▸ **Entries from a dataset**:
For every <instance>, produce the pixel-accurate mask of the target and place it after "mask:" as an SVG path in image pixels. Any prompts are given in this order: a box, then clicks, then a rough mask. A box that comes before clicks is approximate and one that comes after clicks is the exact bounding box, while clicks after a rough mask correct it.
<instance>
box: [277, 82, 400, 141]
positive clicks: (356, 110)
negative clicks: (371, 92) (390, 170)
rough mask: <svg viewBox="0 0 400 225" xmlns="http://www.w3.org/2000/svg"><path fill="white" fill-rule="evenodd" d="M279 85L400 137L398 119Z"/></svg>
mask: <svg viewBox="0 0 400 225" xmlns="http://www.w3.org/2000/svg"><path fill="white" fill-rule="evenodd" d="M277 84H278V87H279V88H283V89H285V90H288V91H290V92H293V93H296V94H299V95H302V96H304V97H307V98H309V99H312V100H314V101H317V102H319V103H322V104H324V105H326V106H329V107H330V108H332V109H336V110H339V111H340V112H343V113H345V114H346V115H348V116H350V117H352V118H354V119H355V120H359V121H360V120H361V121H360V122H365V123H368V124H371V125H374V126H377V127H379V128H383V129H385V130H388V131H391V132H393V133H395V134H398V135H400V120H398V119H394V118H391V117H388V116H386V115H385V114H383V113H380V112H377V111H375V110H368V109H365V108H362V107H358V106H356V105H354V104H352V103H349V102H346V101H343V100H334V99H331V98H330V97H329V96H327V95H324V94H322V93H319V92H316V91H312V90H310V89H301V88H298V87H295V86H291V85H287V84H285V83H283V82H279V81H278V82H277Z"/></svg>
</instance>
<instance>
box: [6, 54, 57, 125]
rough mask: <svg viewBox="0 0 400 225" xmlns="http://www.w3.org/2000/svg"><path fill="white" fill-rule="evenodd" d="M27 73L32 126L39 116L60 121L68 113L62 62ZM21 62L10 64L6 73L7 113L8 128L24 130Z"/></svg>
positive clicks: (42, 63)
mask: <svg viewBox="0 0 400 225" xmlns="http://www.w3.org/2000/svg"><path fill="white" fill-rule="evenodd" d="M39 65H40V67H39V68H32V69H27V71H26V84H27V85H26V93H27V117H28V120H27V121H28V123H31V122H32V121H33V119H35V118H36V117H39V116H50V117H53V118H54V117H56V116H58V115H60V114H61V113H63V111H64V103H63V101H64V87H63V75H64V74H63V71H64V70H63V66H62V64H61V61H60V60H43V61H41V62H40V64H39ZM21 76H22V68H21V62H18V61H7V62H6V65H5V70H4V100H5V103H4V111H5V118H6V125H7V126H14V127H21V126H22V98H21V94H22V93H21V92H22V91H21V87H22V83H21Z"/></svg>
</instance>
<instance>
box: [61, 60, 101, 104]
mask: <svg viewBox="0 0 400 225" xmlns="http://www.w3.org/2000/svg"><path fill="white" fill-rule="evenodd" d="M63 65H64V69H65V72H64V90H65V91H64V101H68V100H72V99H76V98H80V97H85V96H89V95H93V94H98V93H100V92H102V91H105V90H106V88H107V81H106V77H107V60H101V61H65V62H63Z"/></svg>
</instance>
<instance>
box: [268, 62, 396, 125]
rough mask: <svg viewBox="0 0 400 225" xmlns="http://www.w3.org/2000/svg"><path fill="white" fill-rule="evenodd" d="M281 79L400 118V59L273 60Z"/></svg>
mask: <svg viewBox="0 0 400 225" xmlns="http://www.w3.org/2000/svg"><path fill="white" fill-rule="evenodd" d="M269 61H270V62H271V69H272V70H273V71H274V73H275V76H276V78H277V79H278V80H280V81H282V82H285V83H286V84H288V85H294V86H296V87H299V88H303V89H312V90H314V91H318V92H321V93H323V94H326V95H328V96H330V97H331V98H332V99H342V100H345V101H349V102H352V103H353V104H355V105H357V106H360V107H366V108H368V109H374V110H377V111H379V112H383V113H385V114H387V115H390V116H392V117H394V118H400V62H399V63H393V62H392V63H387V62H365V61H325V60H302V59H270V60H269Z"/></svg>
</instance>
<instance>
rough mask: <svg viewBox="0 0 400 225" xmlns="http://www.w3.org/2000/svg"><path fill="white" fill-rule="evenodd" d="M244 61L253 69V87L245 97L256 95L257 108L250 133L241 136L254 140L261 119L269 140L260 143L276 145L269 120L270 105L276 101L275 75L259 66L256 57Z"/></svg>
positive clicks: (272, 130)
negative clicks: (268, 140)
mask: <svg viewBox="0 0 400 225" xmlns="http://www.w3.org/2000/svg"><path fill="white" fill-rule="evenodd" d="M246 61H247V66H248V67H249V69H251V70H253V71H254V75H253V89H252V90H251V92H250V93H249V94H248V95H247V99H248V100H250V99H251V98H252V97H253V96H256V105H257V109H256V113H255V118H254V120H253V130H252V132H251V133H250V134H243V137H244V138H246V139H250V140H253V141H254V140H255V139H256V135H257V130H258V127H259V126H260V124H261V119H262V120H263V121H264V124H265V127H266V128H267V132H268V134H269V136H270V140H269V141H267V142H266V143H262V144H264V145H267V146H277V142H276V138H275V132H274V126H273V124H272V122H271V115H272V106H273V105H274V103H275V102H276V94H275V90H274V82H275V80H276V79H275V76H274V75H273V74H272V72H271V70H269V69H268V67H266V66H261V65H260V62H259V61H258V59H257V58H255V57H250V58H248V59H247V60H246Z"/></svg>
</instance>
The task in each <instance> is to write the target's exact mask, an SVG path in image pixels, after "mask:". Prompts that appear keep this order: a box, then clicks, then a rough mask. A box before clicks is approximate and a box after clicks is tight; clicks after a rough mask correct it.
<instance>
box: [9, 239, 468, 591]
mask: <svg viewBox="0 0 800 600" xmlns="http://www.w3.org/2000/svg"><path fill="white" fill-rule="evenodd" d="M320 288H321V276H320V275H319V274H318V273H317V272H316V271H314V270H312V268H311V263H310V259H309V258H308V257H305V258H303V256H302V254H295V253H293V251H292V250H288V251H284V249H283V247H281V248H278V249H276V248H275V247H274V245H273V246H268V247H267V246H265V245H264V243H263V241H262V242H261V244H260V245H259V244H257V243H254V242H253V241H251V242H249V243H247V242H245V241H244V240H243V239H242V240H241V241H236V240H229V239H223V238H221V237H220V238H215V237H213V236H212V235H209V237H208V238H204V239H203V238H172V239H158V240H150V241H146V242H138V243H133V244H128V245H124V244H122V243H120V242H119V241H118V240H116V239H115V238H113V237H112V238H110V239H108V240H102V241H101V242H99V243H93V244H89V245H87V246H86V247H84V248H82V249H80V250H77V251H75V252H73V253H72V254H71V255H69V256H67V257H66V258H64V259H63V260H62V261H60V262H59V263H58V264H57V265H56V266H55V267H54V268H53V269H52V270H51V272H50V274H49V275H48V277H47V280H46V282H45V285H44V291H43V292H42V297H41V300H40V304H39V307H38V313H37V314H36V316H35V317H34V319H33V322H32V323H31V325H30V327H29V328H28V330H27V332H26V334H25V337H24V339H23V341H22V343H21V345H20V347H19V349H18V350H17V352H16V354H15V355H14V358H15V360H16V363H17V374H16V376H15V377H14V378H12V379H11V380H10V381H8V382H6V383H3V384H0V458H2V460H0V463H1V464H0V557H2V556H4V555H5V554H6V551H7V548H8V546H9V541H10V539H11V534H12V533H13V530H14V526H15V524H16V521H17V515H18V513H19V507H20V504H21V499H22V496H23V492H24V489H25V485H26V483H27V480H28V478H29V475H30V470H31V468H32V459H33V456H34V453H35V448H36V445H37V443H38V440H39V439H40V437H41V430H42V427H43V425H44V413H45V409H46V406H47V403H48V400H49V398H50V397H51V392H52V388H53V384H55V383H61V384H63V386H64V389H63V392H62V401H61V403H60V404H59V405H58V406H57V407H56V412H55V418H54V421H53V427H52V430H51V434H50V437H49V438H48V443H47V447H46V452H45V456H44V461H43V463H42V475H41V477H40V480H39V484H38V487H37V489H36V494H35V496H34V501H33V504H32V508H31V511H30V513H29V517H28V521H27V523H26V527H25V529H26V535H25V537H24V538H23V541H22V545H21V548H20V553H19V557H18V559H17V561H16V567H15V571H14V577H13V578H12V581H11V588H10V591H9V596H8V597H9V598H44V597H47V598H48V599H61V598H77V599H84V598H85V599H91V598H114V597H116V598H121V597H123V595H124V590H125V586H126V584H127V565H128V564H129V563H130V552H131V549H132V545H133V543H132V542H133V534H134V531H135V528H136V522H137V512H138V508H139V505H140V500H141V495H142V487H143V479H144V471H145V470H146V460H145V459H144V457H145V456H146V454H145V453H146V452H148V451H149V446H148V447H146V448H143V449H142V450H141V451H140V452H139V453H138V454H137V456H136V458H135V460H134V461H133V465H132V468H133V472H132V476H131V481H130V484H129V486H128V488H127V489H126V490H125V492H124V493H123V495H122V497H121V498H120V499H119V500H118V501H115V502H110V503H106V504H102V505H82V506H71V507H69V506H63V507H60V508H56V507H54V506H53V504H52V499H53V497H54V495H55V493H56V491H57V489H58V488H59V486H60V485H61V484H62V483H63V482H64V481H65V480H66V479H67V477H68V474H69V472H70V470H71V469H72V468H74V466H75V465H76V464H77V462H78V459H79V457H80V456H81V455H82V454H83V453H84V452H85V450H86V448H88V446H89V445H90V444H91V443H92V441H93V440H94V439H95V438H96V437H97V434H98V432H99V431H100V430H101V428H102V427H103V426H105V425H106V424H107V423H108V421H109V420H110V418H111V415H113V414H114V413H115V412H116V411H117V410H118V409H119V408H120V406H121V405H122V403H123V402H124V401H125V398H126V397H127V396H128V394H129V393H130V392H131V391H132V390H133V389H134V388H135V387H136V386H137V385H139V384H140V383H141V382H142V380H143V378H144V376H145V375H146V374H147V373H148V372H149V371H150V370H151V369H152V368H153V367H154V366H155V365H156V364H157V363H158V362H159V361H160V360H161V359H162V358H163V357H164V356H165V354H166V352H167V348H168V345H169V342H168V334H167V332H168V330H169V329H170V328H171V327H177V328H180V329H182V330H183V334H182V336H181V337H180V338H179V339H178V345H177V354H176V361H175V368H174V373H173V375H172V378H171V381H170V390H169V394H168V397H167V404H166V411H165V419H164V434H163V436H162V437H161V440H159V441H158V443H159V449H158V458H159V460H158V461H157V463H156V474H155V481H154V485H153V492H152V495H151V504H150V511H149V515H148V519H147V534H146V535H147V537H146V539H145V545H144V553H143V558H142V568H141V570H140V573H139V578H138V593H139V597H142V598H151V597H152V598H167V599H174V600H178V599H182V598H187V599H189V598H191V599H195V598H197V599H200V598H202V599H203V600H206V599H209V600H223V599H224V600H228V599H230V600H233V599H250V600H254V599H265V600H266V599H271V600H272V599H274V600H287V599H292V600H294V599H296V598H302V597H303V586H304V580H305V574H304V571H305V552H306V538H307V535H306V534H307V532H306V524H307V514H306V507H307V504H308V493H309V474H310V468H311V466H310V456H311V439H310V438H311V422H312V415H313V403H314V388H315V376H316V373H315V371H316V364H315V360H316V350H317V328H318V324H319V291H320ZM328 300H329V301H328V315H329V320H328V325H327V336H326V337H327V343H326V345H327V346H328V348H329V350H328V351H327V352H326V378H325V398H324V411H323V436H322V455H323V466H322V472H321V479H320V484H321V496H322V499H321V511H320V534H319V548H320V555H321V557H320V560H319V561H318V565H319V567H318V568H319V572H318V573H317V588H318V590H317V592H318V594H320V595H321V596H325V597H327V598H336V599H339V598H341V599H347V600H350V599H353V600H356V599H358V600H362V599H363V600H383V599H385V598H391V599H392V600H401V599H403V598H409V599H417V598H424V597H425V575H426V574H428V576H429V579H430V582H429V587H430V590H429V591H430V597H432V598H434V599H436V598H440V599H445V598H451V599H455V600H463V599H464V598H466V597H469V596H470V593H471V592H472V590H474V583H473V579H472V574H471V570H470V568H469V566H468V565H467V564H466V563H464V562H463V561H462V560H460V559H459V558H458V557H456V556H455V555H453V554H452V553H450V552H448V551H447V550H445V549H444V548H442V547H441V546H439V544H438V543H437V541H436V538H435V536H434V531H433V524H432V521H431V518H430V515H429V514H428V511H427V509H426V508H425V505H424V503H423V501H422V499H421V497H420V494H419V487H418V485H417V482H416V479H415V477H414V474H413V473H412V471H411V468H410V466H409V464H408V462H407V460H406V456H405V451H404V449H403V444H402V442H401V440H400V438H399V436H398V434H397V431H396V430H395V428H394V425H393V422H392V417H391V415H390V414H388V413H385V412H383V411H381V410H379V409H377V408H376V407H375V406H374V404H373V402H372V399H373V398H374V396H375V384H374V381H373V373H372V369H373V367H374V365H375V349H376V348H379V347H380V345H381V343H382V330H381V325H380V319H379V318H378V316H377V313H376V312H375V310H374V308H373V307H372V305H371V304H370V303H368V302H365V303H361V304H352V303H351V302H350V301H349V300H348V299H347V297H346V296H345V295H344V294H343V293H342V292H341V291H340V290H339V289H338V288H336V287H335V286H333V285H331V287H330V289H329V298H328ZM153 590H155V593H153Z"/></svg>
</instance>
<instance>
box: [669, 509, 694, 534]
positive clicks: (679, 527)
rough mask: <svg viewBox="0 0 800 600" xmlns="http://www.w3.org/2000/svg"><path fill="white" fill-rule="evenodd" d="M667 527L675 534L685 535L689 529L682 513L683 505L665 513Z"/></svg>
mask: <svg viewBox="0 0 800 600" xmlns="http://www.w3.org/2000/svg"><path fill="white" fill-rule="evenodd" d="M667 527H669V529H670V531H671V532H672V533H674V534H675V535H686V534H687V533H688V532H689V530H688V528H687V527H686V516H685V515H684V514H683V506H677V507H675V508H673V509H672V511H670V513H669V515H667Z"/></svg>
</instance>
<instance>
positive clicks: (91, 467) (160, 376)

▸ **ABOUT THIS TASK**: Please rewrite the entries above as a numbered list, from the very first line through the line containing "positive clicks: (356, 110)", both included, leaving out any blank lines.

▸ **RESULT FOR THIS TASK**:
1. For every <instance>, produce the pixel-accurate mask of the target and place it after "mask:" as an SVG path in image pixels. Any prompts are given in this order: a box, then clicks, then a rough mask. A box that comes before clicks is approximate and one that comes after clicks is the exact bounding box, while clicks after a rough mask correct it.
2. <instance>
3. box: [277, 82, 400, 141]
4. positive clicks: (356, 110)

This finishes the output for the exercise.